REQUIRED ACTION: Look through the lines below and extract each one that contains "bare".

[Opening TASK MATERIAL section]

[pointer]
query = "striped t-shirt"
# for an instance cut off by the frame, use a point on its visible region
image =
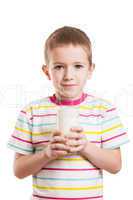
(71, 176)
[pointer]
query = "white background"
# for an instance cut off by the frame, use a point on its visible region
(24, 26)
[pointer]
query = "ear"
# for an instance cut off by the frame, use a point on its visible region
(91, 69)
(46, 71)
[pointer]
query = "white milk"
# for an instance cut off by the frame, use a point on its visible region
(67, 117)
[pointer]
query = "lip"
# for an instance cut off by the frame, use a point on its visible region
(69, 85)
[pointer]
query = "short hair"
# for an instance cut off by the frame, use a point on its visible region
(68, 35)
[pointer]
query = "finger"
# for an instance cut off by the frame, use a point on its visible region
(58, 139)
(56, 133)
(76, 142)
(75, 149)
(75, 136)
(77, 129)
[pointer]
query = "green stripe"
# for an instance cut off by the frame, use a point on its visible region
(67, 179)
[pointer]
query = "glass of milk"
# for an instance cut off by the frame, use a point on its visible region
(67, 117)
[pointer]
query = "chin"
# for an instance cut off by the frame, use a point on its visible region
(70, 96)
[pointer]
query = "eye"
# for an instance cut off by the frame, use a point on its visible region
(78, 66)
(58, 67)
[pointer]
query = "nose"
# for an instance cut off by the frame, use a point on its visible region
(68, 73)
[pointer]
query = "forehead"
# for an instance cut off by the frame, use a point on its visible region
(73, 53)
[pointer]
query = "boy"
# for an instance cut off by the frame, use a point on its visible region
(68, 166)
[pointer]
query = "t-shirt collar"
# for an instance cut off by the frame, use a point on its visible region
(68, 102)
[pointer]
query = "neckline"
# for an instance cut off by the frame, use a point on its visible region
(68, 102)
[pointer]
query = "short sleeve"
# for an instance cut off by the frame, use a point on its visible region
(113, 133)
(21, 139)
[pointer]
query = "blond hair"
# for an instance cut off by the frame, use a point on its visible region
(68, 35)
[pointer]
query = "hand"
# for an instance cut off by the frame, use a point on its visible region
(57, 146)
(76, 141)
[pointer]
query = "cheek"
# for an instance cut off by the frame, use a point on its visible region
(56, 77)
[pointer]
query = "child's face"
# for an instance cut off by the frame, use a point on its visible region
(69, 70)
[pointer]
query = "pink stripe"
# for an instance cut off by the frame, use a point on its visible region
(110, 109)
(44, 115)
(23, 112)
(21, 139)
(40, 142)
(63, 169)
(113, 137)
(91, 115)
(26, 141)
(61, 198)
(96, 142)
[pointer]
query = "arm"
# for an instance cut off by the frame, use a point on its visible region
(25, 165)
(107, 159)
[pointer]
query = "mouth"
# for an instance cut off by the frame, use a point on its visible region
(69, 85)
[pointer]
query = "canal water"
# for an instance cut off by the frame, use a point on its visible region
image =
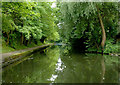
(57, 64)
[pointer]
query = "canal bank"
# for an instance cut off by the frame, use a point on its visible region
(11, 57)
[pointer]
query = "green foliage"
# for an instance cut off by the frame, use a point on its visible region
(28, 22)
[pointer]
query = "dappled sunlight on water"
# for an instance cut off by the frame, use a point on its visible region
(57, 65)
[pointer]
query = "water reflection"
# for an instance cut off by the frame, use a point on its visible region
(58, 65)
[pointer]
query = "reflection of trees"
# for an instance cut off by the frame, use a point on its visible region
(85, 69)
(36, 70)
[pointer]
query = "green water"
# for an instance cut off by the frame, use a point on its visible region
(57, 65)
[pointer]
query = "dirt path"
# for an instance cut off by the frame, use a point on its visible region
(5, 55)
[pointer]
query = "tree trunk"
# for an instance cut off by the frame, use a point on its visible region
(22, 37)
(103, 32)
(7, 38)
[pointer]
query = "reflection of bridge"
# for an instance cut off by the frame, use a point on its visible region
(59, 44)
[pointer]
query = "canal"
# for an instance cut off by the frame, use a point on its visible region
(56, 64)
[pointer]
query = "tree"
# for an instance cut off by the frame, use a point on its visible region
(81, 20)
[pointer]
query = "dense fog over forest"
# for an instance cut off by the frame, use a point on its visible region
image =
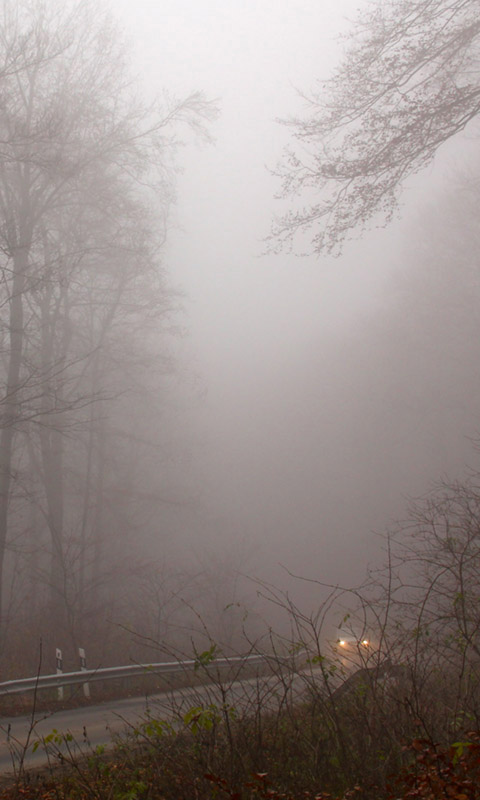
(191, 408)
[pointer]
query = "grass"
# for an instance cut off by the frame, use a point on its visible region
(359, 748)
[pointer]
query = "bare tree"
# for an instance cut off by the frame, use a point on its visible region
(82, 161)
(410, 80)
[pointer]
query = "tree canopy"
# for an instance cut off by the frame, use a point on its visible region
(409, 81)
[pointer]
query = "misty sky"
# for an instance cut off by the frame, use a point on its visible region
(271, 337)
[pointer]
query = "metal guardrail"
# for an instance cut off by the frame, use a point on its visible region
(109, 673)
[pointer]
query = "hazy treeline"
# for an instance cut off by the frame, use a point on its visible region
(86, 184)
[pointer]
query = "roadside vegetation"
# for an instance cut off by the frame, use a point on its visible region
(387, 707)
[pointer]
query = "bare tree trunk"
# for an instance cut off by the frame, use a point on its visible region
(11, 402)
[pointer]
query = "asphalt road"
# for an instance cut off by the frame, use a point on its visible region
(90, 726)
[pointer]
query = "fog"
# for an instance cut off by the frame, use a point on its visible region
(277, 423)
(307, 438)
(310, 413)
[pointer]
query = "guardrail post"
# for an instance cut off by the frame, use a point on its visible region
(59, 661)
(83, 667)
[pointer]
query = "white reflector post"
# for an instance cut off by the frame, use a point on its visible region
(59, 660)
(83, 667)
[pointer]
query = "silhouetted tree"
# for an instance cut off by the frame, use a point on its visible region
(410, 80)
(82, 165)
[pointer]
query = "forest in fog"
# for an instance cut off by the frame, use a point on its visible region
(163, 463)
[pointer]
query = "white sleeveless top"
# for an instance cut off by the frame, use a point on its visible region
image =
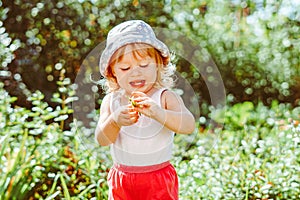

[Closing TASK MATERIAL section]

THE COMPLETED TASK:
query = "bare tree"
query = "bare tree trunk"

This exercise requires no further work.